►

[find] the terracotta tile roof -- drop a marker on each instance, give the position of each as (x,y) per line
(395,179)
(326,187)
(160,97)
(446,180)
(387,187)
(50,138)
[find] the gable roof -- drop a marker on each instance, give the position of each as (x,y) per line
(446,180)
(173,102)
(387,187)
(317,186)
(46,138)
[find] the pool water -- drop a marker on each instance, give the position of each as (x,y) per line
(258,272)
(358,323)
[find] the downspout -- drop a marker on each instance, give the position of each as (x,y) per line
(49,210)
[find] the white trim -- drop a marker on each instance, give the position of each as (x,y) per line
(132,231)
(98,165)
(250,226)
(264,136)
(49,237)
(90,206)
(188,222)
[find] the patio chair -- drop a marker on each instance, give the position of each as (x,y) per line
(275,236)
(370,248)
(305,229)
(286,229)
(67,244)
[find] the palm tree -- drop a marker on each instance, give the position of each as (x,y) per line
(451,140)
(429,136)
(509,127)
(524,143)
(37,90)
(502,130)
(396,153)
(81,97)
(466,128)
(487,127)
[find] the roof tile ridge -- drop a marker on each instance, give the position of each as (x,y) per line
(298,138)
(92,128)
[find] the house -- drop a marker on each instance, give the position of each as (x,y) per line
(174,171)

◄

Please pull every line from the data above and copy each one unchanged, keeping the original order.

*THE SOLUTION*
[find] the terracotta tile roof -- drop a marker on each instance, give the position of each as (x,y) per line
(395,179)
(326,187)
(160,97)
(446,180)
(387,187)
(50,138)
[find] the gable roof -- drop a marker on each instance, give the position of each as (x,y) per line
(446,180)
(173,102)
(387,187)
(317,186)
(46,138)
[find] the pool water -- drop a marker on each instance, give the position of each as (x,y) per line
(258,272)
(358,323)
[find] the downspout -- drop a marker on each instance, give the position of each as (x,y) per line
(49,210)
[find] the white trim -- drop a marker on each instance, give the position of each as (x,y) per line
(132,231)
(98,165)
(250,226)
(264,136)
(49,237)
(90,206)
(188,222)
[find] the patio chair -- drop a marker on each instance, give the position of each as (x,y) per line
(275,236)
(370,248)
(305,229)
(286,229)
(67,244)
[find] the palm tree -- drop a marker on each instance, give the position of each as (x,y) per line
(451,140)
(429,136)
(509,127)
(524,143)
(37,90)
(502,130)
(396,153)
(81,97)
(466,128)
(487,127)
[find] the roof tile ridge -- drop a marker on each instance, give the position of each as (x,y) per line
(298,138)
(92,128)
[find] the house -- drop a marker on each instance, give the position of each as (x,y) per line
(174,171)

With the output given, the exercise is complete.